WHAT TO PRODUCE:
Your answer should hold each line of the material that contains the word "buckle".

TASK DATA:

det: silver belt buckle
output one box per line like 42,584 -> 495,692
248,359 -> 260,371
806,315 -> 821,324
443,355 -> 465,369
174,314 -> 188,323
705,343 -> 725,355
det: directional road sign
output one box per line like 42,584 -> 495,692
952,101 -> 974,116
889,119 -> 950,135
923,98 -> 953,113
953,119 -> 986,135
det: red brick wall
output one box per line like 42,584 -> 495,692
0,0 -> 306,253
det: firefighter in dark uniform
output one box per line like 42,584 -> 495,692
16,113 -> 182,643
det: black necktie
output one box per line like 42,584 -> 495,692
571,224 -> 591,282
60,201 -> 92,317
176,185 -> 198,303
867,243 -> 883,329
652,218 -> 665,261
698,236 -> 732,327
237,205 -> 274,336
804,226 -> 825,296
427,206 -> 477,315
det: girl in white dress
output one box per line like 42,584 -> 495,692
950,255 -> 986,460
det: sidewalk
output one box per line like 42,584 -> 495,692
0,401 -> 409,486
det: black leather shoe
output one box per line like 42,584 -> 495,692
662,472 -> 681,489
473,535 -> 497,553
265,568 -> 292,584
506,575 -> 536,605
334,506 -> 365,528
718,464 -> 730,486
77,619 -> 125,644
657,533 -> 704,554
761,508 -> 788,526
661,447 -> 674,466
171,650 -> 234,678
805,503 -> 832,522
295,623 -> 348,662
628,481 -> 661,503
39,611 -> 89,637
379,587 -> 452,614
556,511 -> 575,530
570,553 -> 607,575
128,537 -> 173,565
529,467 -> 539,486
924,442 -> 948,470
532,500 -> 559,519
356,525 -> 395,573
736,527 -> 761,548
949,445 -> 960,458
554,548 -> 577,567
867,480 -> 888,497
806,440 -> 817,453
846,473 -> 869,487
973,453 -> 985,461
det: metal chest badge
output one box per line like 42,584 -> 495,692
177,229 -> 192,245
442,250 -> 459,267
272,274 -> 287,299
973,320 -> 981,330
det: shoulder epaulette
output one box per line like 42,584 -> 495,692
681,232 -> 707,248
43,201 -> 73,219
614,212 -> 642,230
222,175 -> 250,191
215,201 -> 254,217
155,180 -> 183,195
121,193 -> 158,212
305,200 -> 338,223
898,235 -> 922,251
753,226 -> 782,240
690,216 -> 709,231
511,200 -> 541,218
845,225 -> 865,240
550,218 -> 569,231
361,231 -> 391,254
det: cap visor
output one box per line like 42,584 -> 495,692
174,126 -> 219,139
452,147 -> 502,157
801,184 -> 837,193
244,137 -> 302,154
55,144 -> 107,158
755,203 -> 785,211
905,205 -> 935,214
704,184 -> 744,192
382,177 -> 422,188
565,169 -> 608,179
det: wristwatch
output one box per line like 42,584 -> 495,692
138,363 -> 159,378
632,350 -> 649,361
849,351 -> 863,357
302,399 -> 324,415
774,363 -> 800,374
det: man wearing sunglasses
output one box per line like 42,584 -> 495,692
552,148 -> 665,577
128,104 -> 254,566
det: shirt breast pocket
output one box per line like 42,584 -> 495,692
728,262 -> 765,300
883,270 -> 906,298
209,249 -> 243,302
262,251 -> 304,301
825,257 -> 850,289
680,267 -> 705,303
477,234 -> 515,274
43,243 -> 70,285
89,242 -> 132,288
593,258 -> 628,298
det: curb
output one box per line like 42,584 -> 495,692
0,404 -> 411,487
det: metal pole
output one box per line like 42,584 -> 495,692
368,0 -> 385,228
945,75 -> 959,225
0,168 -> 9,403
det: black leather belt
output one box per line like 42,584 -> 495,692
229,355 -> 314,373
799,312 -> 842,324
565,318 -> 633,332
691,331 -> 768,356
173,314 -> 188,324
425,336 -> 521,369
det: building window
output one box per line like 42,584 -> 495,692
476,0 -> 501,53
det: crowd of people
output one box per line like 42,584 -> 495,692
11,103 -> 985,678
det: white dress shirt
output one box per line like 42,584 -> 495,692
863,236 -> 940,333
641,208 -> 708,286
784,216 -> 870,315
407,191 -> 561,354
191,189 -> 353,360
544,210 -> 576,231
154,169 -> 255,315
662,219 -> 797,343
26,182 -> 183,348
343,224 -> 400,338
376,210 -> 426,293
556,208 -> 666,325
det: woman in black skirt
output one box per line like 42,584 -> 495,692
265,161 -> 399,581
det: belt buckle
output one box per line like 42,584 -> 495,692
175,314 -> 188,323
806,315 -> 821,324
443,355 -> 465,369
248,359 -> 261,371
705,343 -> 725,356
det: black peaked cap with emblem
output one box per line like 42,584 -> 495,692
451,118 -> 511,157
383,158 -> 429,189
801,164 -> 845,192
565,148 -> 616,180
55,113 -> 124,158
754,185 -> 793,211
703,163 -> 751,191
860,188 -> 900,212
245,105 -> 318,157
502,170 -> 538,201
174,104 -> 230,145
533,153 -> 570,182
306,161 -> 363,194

ANSWER FOR THIS EXERCISE:
det: silver belt buckle
det: belt buckle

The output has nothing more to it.